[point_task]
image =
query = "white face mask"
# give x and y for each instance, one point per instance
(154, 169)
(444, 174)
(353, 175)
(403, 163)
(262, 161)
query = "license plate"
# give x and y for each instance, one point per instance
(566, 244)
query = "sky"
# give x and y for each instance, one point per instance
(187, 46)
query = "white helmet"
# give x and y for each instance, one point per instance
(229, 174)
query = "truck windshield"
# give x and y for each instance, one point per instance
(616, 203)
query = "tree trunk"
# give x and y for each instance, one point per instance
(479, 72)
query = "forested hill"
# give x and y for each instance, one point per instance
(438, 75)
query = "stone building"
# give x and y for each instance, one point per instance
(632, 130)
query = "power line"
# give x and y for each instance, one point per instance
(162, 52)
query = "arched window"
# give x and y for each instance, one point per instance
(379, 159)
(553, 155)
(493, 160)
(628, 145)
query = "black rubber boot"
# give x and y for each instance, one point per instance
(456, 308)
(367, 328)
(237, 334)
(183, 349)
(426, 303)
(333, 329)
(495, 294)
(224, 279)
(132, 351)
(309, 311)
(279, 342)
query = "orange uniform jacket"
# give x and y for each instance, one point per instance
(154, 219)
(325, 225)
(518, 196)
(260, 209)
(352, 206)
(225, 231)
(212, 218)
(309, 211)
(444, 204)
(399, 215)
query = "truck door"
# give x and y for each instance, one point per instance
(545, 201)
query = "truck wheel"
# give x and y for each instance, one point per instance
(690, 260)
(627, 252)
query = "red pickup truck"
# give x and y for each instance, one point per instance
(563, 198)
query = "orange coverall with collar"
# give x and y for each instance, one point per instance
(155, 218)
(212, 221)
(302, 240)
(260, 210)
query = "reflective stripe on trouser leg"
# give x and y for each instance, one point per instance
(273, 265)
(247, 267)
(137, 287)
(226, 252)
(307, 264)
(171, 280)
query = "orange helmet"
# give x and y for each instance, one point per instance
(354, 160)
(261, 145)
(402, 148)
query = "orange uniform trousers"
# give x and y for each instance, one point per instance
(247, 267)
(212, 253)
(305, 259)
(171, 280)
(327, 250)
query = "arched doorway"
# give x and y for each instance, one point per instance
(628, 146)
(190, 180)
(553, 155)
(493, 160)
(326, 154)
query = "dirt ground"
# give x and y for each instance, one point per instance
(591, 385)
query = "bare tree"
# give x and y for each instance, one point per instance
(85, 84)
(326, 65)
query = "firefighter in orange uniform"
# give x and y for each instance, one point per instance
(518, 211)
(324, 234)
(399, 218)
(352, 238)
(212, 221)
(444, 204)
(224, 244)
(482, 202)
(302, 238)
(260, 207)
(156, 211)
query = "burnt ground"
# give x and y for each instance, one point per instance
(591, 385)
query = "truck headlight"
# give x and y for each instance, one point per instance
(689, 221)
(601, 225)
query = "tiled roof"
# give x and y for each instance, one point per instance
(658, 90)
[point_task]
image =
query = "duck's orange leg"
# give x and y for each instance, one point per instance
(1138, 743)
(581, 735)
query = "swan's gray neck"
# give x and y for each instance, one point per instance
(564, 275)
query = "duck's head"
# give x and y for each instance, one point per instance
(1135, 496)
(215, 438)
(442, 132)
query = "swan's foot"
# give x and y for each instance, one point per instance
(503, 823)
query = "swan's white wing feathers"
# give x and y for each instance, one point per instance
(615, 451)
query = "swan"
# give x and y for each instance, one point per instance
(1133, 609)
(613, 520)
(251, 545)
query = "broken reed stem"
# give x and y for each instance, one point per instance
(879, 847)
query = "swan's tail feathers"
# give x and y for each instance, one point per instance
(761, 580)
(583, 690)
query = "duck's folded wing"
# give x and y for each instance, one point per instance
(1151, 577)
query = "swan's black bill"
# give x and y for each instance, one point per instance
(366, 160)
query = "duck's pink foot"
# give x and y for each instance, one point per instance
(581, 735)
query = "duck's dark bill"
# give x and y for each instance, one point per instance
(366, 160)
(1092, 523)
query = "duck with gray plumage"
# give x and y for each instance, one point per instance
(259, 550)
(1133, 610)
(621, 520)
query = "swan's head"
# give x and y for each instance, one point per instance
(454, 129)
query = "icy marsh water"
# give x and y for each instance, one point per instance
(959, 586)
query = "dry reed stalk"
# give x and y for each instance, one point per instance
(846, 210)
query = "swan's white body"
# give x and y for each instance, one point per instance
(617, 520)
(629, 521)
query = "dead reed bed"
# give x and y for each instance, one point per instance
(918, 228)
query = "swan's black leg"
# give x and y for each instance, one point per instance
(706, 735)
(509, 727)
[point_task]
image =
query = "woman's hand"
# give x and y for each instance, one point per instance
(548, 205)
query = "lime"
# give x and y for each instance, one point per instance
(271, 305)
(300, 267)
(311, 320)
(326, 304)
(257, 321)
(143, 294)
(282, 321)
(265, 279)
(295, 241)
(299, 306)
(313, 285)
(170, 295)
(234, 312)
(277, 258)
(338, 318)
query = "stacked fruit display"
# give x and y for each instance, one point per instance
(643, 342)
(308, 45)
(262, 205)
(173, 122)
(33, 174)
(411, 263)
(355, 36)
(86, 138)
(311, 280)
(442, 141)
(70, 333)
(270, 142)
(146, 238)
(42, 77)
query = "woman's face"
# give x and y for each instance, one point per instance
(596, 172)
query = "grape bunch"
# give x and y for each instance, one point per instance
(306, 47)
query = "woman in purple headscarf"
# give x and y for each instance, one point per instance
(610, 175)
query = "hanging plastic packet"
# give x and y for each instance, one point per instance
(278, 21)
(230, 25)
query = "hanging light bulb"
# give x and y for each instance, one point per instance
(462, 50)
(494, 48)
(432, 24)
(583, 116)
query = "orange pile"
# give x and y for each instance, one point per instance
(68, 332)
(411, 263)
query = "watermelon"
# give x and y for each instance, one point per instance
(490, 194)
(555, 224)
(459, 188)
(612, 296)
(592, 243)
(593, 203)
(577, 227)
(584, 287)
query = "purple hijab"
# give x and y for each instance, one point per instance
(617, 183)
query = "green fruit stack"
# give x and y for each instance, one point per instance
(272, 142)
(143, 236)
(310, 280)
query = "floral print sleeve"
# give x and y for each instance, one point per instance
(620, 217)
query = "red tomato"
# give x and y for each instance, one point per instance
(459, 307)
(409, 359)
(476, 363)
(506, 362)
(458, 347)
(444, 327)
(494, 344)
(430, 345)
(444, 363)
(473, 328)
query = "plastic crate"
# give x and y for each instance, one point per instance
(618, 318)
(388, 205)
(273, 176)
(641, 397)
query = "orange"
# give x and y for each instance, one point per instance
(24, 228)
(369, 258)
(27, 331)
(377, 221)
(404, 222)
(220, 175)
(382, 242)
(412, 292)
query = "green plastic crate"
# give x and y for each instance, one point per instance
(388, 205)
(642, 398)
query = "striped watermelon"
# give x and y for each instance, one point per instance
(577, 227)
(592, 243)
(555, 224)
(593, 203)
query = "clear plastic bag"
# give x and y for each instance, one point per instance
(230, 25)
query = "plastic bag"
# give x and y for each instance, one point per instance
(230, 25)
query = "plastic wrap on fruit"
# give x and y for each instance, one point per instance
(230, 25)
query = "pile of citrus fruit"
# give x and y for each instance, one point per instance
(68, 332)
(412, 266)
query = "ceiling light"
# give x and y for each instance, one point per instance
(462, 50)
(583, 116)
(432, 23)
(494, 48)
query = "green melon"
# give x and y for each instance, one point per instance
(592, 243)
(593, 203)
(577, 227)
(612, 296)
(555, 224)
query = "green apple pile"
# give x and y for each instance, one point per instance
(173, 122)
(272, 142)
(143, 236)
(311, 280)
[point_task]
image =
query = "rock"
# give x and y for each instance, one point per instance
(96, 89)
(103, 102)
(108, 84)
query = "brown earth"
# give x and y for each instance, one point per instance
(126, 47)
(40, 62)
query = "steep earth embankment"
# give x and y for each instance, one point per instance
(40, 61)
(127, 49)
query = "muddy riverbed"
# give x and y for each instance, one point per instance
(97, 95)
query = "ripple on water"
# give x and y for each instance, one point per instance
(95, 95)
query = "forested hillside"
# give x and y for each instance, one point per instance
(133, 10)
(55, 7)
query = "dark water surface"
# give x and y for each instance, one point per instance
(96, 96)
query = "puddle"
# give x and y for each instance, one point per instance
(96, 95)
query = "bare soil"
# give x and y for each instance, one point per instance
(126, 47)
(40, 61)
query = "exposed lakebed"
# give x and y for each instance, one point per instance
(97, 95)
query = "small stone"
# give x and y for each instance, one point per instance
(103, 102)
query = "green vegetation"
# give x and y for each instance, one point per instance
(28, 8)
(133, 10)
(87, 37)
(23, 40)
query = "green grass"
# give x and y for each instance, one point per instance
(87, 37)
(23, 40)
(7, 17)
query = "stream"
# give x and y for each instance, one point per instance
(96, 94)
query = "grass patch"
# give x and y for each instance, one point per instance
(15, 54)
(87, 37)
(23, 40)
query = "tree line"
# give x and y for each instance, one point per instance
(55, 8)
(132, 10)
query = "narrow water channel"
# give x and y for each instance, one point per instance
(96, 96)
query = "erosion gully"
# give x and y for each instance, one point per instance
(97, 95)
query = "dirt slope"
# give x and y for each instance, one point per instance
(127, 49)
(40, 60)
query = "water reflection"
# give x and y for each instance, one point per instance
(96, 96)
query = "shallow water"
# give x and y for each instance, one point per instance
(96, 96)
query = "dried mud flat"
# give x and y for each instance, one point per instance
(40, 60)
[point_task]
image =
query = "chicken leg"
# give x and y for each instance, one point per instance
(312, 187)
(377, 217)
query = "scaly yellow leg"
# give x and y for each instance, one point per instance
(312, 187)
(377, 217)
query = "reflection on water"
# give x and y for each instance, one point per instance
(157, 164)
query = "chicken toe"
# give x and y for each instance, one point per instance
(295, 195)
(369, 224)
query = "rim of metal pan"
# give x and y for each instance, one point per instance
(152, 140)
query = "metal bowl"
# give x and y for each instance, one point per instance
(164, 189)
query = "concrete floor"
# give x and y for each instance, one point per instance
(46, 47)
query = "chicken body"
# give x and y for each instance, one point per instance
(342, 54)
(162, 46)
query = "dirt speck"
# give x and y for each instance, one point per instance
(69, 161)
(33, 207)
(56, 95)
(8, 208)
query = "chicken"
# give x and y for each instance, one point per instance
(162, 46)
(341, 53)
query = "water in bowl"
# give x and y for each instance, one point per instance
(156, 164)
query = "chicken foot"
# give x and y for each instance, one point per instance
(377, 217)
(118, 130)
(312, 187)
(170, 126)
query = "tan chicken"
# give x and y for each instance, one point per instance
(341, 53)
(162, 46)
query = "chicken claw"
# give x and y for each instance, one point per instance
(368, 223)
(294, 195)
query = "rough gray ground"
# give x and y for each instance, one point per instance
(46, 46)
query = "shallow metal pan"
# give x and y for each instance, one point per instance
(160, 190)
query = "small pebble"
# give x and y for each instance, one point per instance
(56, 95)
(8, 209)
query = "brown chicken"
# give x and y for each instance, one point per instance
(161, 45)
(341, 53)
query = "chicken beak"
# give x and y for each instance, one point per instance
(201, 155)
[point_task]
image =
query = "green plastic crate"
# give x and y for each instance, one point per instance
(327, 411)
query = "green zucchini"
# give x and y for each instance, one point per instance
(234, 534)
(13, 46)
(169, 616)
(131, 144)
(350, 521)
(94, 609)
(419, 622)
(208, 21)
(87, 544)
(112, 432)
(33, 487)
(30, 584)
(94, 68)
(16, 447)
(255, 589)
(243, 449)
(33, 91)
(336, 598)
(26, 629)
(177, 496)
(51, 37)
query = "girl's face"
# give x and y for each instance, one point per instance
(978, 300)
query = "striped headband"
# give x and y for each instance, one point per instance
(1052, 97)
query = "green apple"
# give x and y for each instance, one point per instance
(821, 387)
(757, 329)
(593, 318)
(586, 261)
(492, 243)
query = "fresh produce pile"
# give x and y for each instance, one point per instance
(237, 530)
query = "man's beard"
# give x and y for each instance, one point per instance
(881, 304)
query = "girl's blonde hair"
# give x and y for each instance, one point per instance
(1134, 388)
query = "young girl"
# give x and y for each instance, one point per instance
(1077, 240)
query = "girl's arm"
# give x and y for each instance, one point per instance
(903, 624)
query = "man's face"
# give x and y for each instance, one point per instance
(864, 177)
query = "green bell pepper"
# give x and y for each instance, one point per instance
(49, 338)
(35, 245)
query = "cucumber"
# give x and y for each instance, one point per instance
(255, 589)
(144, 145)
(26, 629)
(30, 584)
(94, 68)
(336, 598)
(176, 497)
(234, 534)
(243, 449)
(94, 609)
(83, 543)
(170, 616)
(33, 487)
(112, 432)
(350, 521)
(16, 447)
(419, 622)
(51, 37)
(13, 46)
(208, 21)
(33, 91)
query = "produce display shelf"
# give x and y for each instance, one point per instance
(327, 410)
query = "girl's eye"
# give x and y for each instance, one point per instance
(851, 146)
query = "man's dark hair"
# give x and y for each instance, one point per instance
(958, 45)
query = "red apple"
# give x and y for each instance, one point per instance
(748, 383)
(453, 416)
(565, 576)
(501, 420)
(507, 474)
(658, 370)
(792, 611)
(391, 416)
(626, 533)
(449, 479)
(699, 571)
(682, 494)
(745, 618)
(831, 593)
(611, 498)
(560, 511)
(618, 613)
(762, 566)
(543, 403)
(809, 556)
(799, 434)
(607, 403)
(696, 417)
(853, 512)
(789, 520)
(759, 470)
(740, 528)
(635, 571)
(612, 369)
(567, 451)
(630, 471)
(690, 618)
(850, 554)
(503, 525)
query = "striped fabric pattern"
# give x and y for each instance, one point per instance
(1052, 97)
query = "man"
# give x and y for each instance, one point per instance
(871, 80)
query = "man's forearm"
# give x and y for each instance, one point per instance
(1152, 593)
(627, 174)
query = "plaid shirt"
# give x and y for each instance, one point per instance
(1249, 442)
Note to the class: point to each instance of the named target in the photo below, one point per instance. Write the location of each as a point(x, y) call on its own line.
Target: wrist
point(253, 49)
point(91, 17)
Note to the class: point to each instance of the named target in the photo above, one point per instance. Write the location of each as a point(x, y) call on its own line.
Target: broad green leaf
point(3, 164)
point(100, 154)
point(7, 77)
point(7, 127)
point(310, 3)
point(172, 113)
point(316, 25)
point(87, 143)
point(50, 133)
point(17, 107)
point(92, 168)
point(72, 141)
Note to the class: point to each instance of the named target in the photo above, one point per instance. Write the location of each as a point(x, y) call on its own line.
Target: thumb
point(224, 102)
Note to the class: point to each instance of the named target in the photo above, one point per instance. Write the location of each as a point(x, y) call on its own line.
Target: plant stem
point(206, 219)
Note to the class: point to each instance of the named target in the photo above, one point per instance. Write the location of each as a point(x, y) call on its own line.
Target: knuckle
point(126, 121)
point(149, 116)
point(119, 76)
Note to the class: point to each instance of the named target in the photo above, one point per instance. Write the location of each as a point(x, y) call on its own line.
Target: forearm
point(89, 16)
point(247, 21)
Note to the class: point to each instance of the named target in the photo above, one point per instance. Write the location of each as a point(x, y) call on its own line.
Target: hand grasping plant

- Exercise details
Where a line in the records above contains the string "fruit", return that line.

- Solution to this problem
query = "stacked fruit display"
query = "green fruit stack"
query = "plastic wrap on fruit"
query = "pile of citrus fruit"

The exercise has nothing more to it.